Required task:
Report how many lines of the listing below contain the word "water", giving only the number.

Records to process:
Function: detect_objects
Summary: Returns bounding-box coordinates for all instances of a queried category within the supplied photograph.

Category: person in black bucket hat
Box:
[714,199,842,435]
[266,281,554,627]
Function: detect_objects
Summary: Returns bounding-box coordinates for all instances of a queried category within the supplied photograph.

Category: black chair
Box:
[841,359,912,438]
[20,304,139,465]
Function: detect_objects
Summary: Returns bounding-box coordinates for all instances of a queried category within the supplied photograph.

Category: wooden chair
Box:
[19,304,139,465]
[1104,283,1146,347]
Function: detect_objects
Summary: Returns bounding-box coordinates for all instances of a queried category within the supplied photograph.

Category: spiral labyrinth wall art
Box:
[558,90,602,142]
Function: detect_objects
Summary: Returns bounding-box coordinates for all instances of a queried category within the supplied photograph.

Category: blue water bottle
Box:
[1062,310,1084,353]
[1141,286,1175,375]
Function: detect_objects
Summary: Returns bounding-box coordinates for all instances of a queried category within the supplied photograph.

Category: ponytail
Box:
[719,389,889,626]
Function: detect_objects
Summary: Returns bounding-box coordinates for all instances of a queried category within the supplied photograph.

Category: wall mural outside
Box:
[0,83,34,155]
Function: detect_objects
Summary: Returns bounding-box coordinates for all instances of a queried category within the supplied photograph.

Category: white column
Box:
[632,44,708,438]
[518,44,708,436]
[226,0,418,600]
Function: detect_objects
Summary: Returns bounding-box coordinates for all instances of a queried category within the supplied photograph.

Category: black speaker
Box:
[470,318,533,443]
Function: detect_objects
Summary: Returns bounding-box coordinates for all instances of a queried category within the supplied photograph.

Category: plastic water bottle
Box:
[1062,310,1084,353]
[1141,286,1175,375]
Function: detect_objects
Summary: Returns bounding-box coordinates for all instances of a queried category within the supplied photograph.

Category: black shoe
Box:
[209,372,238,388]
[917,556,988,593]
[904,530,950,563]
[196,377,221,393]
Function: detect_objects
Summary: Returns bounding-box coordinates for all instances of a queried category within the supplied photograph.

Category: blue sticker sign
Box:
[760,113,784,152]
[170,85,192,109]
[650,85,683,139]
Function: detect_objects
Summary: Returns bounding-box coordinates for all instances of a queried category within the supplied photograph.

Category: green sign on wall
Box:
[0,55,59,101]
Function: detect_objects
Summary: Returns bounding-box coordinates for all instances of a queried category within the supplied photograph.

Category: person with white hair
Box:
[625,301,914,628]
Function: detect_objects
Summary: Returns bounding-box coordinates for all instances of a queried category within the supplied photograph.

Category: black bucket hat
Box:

Solved problem:
2